SUPPLIED PASSAGE –
>> Begin

International Monetary Fund (Washington, DC)

Africa: IMF Pledges to Help Continent Get Through Global Crisis

11 March 2009


press release

The IMF pledged to help Africa get through the global economic crisis by providing extra funding and technical assistance, and offered to be the voice of Africa at coming talks of major industrial and emerging market countries in London convened to agree ways to combat the worldwide trade and business slump.

Launching a two-day conference of African financial officials, business leaders, and academics in the Tanzanian city of Dar es Salaam, IMF Managing Director Dominique Strauss-Kahn said that the meeting was being held at a critical juncture, with the world facing what he dubbed a “Great Recession.”

“The IMF expects global growth to slow below zero this year, the worst performance in most of our lifetimes. Continued deleveraging by the world’s financial institutions, combined with a collapse in consumer and business confidence, is depressing domestic demand across the globe. World trade is falling at an alarming rate, and commodity prices have tumbled,” he told attendees at the opening plenary, also addressed by Tanzanian President Jakaya Kikwete.

“Even though the crisis has been slow in reaching Africa’s shores, we all know that it is coming—and its impact will be severe. This ‘third wave’ of the crisis, which is hitting low-income countries, will depress economic growth, put budgets under strain, and weaken external accounts. And the threat is not only economic: there is a real risk that millions will be thrown back into poverty,” Strauss-Kahn said in prepared remarks.

Kikwete said the crisis threatened to reverse or even wipe out the socio-economic gains made by Africa in recent decades.

>> End

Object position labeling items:

>> Begin

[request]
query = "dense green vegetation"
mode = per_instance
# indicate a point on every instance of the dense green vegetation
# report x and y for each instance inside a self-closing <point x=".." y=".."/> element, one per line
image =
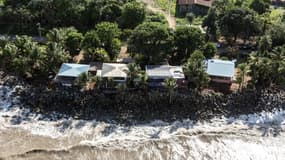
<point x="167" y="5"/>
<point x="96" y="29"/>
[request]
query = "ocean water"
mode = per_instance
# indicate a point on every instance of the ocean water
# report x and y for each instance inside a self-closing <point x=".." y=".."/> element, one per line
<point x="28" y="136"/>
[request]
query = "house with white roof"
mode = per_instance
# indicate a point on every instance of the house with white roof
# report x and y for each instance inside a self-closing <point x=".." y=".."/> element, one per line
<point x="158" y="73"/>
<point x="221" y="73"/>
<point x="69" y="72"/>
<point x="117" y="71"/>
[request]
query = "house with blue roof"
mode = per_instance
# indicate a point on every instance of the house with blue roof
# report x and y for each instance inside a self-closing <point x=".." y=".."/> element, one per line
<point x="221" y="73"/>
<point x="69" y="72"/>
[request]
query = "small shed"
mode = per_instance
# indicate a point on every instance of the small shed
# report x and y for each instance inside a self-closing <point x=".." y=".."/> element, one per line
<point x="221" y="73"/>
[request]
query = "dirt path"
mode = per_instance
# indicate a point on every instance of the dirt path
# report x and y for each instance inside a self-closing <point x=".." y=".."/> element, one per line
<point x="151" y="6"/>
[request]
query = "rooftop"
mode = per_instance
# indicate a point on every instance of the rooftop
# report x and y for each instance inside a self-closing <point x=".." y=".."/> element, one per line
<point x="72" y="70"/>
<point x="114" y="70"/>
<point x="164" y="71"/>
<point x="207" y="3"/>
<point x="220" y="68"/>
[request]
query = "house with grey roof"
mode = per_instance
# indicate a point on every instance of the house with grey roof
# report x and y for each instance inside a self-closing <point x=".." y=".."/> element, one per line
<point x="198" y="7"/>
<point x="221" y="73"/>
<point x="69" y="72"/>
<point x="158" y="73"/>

>> End

DIRECTIVE – Resume the press release on the IMF's pledge to help Africa through the global crisis, picking up right after its final sentence.

RESPONSE TO THIS EXERCISE –
Speakers at the March 10–11 conference include Benno Ndulu, Governor of the Bank of Tanzania; Trevor Manuel, Finance Minister of South Africa; Youssef Boutros-Ghali, Finance Minister of Egypt; Yuan Chen, Chairman of the China Development Bank; Jeffrey Sachs, professor at Columbia University; Angel Gurria, Secretary General of the Organization for Economic Cooperation and Development; and Kofi Annan, former secretary general of the United Nations.

Input to G-20

The conference is taking place ahead of the meeting of the Group of Twenty (G-20) leading industrialized and emerging market countries in London on April 2. The conference will follow up on an action agenda agreed last November in Washington to try to get the world economy out of the current tailspin.

Strauss-Kahn said he had been encouraged by the leadership role taken by the G-20 to provide a policy response to the crisis. But he said he was concerned that the grouping was not well equipped to hear the voice of Africa, or more generally, low-income countries.

“I therefore see this conference as an excellent platform for African countries to convey key messages to the G-20 Leaders Summit being held in London next month. In this conference, the IMF can be your voice,” he declared.

Annan, also addressing the plenary, urged that Africa should be fully represented in discussions on reforming the global financial architecture, including negotiations on regulation of the global financial system. “It is not enough being occasional guests at exclusive Club meetings,” he said.

Annan’s message was also spelled out by Kikwete in his opening speech. The Tanzanian President said the impact of the crisis goes beyond the borders of the nations responsible. “It is therefore important that creating effective mechanisms for surveillance of the international and national financial systems should be a matter of global interest. We too in Africa, though poor, have profound interest in the matter.

He said the mandate of the IMF for surveillance of economies should be strengthened. “In carrying out this role, evenhandedness is very important. There should be no untouchable countries when it comes to financial impropriety and lack of effective regulatory framework because its consequences affect all of us.”

Warning of civil unrest

Strauss-Kahn said the voices of the poor who will be worst hit by the crisis must be heard. “We must ensure that Africa is not left out. This is not only about protecting economic growth and household incomes—it is also about containing the threat of civil unrest, perhaps even of war. It is about people and their futures,” he stated.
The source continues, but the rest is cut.